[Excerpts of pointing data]
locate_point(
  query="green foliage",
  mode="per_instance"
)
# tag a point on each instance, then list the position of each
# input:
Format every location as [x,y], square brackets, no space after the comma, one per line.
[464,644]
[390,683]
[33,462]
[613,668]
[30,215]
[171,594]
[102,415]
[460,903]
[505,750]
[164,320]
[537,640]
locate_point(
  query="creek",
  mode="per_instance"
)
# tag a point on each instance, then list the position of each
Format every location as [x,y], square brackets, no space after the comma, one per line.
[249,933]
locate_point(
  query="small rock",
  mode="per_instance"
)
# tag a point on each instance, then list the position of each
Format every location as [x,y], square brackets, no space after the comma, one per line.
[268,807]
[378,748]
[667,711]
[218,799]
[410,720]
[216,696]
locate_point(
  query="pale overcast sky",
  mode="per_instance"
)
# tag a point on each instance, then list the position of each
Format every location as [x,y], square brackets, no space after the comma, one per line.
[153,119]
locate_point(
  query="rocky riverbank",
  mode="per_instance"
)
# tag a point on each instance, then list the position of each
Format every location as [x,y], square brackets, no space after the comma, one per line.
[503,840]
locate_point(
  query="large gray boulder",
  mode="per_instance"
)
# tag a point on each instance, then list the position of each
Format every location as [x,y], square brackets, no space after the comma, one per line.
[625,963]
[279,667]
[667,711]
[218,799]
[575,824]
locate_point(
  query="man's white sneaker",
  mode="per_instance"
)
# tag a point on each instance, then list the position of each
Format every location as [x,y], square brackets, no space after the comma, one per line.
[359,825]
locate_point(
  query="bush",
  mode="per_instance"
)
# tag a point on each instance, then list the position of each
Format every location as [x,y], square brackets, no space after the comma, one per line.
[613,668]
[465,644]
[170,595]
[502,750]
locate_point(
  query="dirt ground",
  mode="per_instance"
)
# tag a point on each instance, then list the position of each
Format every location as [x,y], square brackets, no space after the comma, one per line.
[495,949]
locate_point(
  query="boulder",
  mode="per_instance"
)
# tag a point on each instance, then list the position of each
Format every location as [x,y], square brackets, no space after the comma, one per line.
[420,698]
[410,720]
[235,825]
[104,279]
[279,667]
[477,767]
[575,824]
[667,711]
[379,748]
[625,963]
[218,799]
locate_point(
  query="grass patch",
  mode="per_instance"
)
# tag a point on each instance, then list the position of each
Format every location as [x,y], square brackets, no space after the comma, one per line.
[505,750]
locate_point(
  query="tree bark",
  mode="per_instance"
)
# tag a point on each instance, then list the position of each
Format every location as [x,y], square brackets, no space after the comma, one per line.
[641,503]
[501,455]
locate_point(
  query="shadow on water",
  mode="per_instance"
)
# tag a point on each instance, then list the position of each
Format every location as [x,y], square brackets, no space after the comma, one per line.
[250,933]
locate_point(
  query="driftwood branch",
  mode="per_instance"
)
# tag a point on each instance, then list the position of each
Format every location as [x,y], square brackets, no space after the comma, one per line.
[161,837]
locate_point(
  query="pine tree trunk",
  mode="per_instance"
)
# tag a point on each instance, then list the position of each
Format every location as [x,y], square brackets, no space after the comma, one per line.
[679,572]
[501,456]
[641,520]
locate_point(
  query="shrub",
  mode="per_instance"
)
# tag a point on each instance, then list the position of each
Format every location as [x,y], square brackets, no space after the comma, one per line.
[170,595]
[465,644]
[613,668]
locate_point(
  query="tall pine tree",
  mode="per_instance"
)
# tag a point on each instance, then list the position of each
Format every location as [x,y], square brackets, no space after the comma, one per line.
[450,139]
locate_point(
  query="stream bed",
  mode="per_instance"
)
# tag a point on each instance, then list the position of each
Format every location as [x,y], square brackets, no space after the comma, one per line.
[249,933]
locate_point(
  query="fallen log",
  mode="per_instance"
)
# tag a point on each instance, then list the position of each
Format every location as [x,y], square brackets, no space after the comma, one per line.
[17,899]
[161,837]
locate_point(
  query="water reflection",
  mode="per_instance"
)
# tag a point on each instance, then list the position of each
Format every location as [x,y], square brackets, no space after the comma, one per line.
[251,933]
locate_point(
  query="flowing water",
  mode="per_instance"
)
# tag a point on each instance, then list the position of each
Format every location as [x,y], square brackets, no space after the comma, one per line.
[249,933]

SHORT TASK: Please count the lines in the items above that contain the string "boulder", treating uppercase and lowercase as different, and give only the number.

THE ANSWER: 2